▶ Task details: Reproduce the listing below verbatim.
## BEGIN Material for this task
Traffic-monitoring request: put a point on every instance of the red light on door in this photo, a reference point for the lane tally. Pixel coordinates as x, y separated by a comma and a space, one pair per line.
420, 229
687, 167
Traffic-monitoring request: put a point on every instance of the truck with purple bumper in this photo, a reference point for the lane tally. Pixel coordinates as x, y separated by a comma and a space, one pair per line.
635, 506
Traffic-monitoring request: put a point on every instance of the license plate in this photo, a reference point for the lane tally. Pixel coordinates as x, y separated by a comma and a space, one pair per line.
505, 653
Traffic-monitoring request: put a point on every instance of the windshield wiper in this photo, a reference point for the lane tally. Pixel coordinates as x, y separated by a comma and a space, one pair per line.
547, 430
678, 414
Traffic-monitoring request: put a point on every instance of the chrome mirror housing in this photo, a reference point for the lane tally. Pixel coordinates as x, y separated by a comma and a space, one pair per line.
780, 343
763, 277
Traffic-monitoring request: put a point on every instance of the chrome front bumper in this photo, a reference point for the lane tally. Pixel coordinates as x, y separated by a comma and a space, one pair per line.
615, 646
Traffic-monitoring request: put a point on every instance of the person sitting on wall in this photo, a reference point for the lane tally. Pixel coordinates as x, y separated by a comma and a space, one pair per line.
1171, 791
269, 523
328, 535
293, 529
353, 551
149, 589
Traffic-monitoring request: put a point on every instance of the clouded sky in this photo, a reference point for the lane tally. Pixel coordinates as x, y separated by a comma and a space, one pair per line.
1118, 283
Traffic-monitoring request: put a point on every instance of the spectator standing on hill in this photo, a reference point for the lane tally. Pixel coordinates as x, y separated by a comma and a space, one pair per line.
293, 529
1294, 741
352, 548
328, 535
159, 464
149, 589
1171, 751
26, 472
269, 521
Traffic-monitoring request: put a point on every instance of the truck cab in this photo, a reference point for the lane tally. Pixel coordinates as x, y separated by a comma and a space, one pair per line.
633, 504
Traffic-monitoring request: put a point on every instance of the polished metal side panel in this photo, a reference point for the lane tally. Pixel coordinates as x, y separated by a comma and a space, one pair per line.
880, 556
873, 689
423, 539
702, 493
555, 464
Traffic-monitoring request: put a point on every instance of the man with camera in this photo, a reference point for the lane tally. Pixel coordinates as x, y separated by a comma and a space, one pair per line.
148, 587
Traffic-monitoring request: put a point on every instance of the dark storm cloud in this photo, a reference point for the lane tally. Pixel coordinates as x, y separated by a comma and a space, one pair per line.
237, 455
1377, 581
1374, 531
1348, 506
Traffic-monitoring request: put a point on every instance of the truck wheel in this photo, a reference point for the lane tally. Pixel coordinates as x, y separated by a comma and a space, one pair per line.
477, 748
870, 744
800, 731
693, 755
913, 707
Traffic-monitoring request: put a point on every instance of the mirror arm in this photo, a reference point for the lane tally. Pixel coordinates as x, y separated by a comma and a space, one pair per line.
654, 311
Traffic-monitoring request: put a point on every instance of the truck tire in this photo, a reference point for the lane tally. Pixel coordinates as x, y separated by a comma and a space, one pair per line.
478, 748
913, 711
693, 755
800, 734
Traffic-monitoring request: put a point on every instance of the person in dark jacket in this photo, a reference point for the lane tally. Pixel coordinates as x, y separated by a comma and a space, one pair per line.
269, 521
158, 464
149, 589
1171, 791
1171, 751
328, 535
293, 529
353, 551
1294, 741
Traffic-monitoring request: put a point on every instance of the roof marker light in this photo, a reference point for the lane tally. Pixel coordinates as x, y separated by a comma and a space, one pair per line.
## END Material for this task
▶ The reply:
Traffic-monitoring request: put a point on every instance of the red light on door in this photo, a reference point for the lane tally. Pixel coordinates as x, y separated by a comma and a space, one pair per line.
420, 229
687, 167
Traffic-monitoring request: put a point on every instance of the truck with purple bumper in this photo, a reference point for the lane tally. Pixel coordinates as x, y separated by a comma and a space, one pair per line.
635, 506
Traffic-monitoring request: put a point on every instance of the license plate in this photo, a reference point for the lane tally. Pixel coordinates as x, y separated by a comma and a space, one pair per line.
505, 653
Traffic-monitoring request: put a point on every instance of the windshield wiper in this photo, a reference point for the lane tally. Pixel coordinates as x, y separated by a comma and a space, one pair per line.
547, 430
678, 414
Traffic-monitoring request: put a point on every instance of the chrome mirror housing in this photo, a reference point for the lane tally. Pixel coordinates as x, y separated by a comma and a space, one pair per line.
780, 343
763, 277
Traffic-monitoring request: put a point on every instance of the chrome front bumper in this photo, a reference point for the lane tally. Pixel coordinates as x, y separated by a comma and a space, one pair per line.
615, 646
Traffic-monitoring request: put a point on every instance of the person sitting on wall in this photo, a reference point for the lane tally. Pixel coordinates as x, y separated by a comma and a space, one pair per line.
1171, 791
269, 523
328, 535
293, 529
353, 551
149, 589
Traffic-monitoring request: put a point on every instance of the clouded sky in this photo, a reference point for the lane tally. Pixel coordinates as x, y separated by a comma and a space, one pair per line.
1118, 283
Traffic-monitoring request: put a point on every instance of the spectator standing on hill in this photo, a reference point for the lane tally. Pixel coordinates as x, y separated by a comma and a space, one pair per line.
293, 529
1294, 741
352, 548
328, 535
159, 464
149, 589
1171, 751
26, 472
269, 521
Traffic-monitoring request: put a point on every instance of the truck cab in this photo, a reference point for the lane tally. Pixel coordinates as x, y separated by a comma and a space, one pair per line.
633, 504
Traffic-monitoring request: put a point on every instance of the polished metal side panel in this photo, a reference point for the lane tally. Pixel coordinates as x, y separated by a comma and a space, one pair per line.
880, 556
873, 689
423, 539
702, 493
555, 464
Traffic-monitoring request: put a point on every instance of the man with camera in this photo, a reference point for the lane tally. Pixel coordinates as x, y separated by a comma and a space, one pair per line.
148, 587
Traffic-monitoring request: put a point on every instance of the dark storm cloud in this photo, a reference point for the lane tally. Pixel coordinates as x, y separated by a comma and a space, one pair per line.
237, 455
1377, 581
1374, 531
1348, 506
Traffic-monitoring request: put a point on every instance of the truck wheel in this photo, a reference point for the lane tally. Pixel coordinates as x, y separated by a comma and a space, one pair per line.
477, 748
870, 744
800, 731
693, 755
913, 707
Traffic-monitoring request: put a point on every instance of the mirror arm in this photo, a reference point for the lane tally. Pixel coordinates as x, y separated by a comma and a space, one pair per line.
654, 311
Traffic-monitoring request: put a point on every instance of the truck tire in this photo, a reference point for the lane tally. Pixel coordinates as x, y separated by a comma and a space, one pair per line.
478, 748
913, 711
693, 755
800, 734
Traffic-monitoring request: put a point on every instance of the person in dark jacket in this photo, a reference point for the lane tally. Pixel coordinates as x, y separated by a comma and a space, one pair per line.
269, 521
158, 464
149, 589
1171, 791
1171, 751
328, 535
293, 529
353, 551
1294, 741
Traffic-monitoring request: put a point on every instance of the roof marker light in this photo, a reference point for the lane tally. Pixel coordinates as x, y separated by a comma and a space, one pair per line.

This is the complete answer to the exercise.